California Healthline Highlights Recent Hospital News
Barlow Respiratory Hospital has decided to sell its pastoral campus and is taking bids for the 25-acre site, the Los Angeles Times reports. Funds from the sale would be used to build a new facility to meet state seismic safety standards.
A new facility is expected to cost about $60 million (Vincent, Los Angeles Times, 1/16).
Riverside Community Hospital "has joined a small but growing group of medical centers" that bans smoking anywhere on hospital grounds, the Riverside Press-Enterprise reports.
The hospital will phase in the ban this month. Beginning next month, employees who repeatedly violate the ban could face disciplinary actions, according to hospital officials (Beeman, Riverside Press-Enterprise, 1/16).
Sutter Roseville Medical Center and the Service Employees International Union, United Healthcare Workers-West on Friday reached a contract agreement that includes across-the-board wage increases of 13% over two-and-a-half years, the Sacramento Bee reports.

### WORK INSTRUCTION A
In the hospital news roundup, rewrite the stretch from "California Healthline Highlights" through "seismic safety standards.", replacing "facility" with "building".
### WORK INSTRUCTION B
According to the hospital news roundup, what wage increases does the Sutter Roseville Medical Center contract agreement include?
### WORK INSTRUCTION C
Write what comes next in the hospital news roundup, starting after its final sentence.

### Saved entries
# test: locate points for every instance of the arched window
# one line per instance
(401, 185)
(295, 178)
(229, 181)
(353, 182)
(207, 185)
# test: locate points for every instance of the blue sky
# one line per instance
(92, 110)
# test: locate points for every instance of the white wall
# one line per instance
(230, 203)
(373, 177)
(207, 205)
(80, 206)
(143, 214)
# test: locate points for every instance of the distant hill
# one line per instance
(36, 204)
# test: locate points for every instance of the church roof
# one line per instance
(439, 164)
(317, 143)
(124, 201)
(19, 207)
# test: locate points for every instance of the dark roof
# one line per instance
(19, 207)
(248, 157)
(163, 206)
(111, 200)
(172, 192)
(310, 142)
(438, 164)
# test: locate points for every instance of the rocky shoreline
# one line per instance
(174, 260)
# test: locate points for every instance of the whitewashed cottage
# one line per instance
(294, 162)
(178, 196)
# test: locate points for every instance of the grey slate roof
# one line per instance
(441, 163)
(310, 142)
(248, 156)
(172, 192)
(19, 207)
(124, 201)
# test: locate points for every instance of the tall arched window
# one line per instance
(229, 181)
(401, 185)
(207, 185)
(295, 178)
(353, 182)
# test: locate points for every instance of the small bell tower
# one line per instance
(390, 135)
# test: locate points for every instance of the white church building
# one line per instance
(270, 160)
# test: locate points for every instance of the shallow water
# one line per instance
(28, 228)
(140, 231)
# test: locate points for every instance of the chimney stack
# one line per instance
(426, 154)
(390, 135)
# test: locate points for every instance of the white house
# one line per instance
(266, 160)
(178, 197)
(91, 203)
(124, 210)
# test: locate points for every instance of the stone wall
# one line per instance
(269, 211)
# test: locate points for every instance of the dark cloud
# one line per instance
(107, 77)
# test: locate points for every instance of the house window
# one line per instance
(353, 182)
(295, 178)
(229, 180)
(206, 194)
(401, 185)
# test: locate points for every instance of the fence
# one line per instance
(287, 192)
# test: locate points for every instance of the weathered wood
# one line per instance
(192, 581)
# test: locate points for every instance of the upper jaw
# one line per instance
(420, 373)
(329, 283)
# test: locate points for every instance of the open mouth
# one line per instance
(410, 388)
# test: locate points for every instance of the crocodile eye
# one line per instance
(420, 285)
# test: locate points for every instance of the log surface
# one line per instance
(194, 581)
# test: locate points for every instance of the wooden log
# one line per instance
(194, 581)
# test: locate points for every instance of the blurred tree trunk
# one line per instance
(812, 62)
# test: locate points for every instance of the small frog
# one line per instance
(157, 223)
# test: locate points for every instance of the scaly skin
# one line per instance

### EXPECTED ANSWER A
California Healthline Highlights Recent Hospital News
Barlow Respiratory Hospital has decided to sell its pastoral campus and is taking bids for the 25-acre site, the Los Angeles Times reports. Funds from the sale would be used to build a new building to meet state seismic safety standards.

### EXPECTED ANSWER B
Across-the-board wage increases of 13% over two-and-a-half years.

### EXPECTED ANSWER C
Union officials accepted most of Sutter's offer in exchange for a contract that expires in June 2008 -- the same time other Sutter Health contracts expire, which could give the union more leverage during future contract negotiations, according to the Bee.
The contract must be ratified by union members (Osterman, Sacramento Bee, 1/14).
University of California-San Diego officials on Tuesday asked the UC Board of Regents to give budgetary approval for a proposed $169 million expansion of Thornton Hospital's emergency department and cardiovascular center, the San Diego Union-Tribune reports.
The cost is 70% more than the $100 million expansion estimate given in 2004 due to inflation and materials costs.
According to UCSD CEO Richard Liekweg, ED visits are expected to increase 5% annually. The hospital was built to accommodate 17,000 ED visits per year, but this year it will see about 22,000 patients, Liekweg said.
In addition, UCSD officials noted that Thornton likely will serve more patients with heart disease and stroke as the area's population ages. Half of patients with such problems are taken to the ED. Officials also expect to test and incorporate new technologies that could improve patient outcomes (Clark, San Diego Union-Tribune, 1/18).
Blue Cross of California and Tri-City Medical Center in Oceanside have agreed to reopen contract negotiations two weeks after their previous agreement expired, the San Diego Union-Tribune reports. The hospital's contract with Blue Cross expired Jan. 1 (Klawonn, San Diego Union-Tribune, 1/20).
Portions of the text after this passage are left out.